----- Text section

Talking about the ‘project’, Arturo O’Farrill said: “The commitment and love each musician brought came through and the band realised the sacred mission of playing music we love, with those we love, for people we love… Love is the only currency that matters.”
Recorded globally in Kuwait, Abu Dhabi, Paris, Madrid, and throughout the United States in a time of global crisis and during a year of continued horror at racist policing and inhumane income disparities, Virtual Birdland, is realised as O’Farrill walked away with the Grammy Award for Best Latin Jazz Album for his last album Four Questions.
Born in Mexico City, to Lupe Valero and Chico O’ Farrill on June 22, 1960, Arturo’s mother Lupe was a singer from Mexico, and his father Chico was a jazz trumpeter and composer originally from Havana.
The family lived in Mexico until 1965, when they moved to New York City.

----------
----- Recorded information

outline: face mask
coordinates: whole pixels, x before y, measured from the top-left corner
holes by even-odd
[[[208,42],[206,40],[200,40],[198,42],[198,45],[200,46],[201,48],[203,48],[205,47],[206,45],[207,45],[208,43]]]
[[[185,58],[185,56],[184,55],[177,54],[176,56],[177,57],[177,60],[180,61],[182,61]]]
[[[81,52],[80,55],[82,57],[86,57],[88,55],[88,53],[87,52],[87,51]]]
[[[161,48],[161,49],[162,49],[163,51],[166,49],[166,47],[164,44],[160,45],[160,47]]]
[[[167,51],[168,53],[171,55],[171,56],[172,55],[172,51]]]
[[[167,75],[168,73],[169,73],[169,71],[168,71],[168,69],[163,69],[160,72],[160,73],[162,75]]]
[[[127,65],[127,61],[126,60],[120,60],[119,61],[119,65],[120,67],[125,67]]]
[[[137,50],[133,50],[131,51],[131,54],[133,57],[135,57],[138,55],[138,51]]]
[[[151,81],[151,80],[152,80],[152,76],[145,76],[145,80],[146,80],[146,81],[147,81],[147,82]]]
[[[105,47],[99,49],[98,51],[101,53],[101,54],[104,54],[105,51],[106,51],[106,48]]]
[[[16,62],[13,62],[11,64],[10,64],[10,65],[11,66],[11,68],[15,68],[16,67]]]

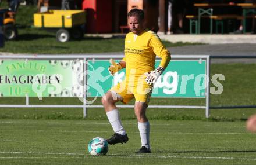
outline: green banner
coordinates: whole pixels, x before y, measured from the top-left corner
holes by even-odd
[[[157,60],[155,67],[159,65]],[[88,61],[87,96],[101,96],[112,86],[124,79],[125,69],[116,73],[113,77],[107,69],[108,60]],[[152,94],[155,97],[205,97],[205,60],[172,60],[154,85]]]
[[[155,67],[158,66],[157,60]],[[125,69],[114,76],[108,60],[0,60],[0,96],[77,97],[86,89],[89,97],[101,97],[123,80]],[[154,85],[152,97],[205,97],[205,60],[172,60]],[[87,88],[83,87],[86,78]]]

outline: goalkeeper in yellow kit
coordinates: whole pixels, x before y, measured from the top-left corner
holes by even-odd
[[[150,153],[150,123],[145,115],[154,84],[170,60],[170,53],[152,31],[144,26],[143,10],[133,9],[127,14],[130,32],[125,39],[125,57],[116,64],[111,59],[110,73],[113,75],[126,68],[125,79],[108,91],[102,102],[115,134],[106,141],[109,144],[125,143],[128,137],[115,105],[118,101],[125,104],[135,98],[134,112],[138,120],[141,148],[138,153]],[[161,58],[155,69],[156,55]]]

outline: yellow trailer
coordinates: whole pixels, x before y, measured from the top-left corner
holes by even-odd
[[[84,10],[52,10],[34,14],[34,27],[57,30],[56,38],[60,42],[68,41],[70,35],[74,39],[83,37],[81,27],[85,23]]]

----------
----- Recorded information

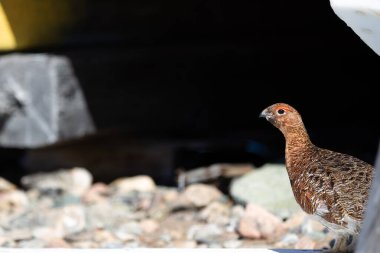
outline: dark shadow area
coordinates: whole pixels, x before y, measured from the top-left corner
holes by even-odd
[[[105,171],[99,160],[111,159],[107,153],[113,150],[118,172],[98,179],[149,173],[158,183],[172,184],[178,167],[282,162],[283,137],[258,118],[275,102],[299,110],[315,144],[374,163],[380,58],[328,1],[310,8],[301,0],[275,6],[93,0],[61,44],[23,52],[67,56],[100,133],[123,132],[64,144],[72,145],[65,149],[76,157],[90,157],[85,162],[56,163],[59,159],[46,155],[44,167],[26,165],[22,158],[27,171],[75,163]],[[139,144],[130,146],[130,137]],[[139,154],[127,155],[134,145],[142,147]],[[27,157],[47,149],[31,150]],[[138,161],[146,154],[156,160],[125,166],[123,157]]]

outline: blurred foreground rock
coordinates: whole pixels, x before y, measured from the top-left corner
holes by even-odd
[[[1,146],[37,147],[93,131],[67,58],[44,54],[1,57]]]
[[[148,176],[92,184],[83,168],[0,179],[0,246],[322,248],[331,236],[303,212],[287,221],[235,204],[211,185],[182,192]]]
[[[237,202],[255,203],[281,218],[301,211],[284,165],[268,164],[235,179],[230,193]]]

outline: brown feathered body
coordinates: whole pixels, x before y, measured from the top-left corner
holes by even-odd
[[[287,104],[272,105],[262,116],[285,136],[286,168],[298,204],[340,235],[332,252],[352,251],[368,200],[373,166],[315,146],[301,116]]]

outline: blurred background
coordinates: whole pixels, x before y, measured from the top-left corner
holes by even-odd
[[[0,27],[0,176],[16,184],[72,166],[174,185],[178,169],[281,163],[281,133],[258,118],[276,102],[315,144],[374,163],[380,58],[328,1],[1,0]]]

----------
----- Recorded information

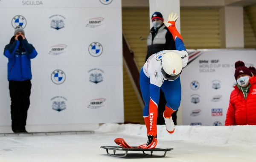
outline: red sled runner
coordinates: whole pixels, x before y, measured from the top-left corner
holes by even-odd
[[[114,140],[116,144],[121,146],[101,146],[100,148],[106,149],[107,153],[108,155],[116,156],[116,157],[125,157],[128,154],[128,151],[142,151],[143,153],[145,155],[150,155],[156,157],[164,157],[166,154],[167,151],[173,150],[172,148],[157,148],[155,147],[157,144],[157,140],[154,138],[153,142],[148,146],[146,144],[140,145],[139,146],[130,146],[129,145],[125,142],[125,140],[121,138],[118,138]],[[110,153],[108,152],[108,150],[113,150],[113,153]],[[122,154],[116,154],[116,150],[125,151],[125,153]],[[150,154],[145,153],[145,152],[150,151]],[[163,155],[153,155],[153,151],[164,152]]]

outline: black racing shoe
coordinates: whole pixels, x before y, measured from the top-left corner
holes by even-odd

----------

Work to do
#1 Locate each row that includes the string "yellow", and copy those rows out.
#2 Resume the passage about Arturo O'Farrill after its last sentence.
The passage about Arturo O'Farrill and the rows were taken from unrelated sources.

Responses
#1
outline: goalkeeper in yellow kit
outline: yellow trailer

#2
Inspired at an early age by Bud Powell and Chick Corea, Arturo graduated from LaGuardia High School for Music and Art and went on to study at the Manhattan School of Music, the Conservatory of Music at Brooklyn College and the Aaron Copland School of Music at Queens College.
Unlike his father, whose music was undeniably Afro-Cuban in nature, Arturo casts a wider net, capturing sounds from throughout Latin America.
Arturo won his first Grammy at the 51st awards for Song For Chico, and other Grammy successes include: Final Night at Birdland (Best Instrumental Performance, 2014), The Offense Of The Drum (Best Latin Jazz Album, 2014) and Three Revolutions (Best Instrumental, 2017).
Virtual Birdland is, as Arturo acknowledges, “beautiful human beings making beautiful music”, and will no doubt attract yet more accolades.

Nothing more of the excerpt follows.